Instruction: Arrange the lines of the material as a numbered list, starting at the line that contains "In this satellite tile, mark every person's leg" and ending with the last line of the material. Leave out any blank lines.
>> begin Input records
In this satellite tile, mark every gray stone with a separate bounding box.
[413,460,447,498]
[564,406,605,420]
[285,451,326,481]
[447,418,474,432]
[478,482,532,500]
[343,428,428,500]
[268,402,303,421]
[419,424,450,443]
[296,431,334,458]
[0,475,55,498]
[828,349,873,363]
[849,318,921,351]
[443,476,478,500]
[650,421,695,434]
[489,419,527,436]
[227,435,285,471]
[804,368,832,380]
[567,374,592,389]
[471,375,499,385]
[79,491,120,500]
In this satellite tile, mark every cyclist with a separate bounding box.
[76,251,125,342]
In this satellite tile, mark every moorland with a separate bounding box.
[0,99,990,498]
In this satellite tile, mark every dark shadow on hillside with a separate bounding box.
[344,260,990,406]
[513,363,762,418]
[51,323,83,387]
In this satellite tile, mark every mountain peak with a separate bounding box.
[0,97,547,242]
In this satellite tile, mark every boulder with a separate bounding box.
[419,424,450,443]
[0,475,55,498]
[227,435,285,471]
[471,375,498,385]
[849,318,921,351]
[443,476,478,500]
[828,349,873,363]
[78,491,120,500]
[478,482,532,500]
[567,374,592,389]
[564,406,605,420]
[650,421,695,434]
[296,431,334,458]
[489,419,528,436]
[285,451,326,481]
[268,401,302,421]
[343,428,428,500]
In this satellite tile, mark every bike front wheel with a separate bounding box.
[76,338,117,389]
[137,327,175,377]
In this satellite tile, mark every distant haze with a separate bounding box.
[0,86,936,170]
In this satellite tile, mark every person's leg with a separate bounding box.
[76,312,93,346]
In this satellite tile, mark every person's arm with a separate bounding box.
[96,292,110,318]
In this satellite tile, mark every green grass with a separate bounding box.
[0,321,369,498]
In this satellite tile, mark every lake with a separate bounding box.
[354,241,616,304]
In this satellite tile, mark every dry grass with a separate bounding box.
>> end Input records
Solution for this exercise:
1. In this satellite tile, mark every person's leg with a separate bounding box.
2. [76,312,93,346]
3. In this satellite tile, mark every person's arm with a separate bounding box.
4. [96,292,110,318]
5. In this satellite tile, mark every green grass with a separate bounding box.
6. [0,321,369,498]
7. In this satellite tile, mark every lake with a separate bounding box.
8. [354,241,616,304]
9. In this satellite tile, mark every dry grass with a separate bounding box.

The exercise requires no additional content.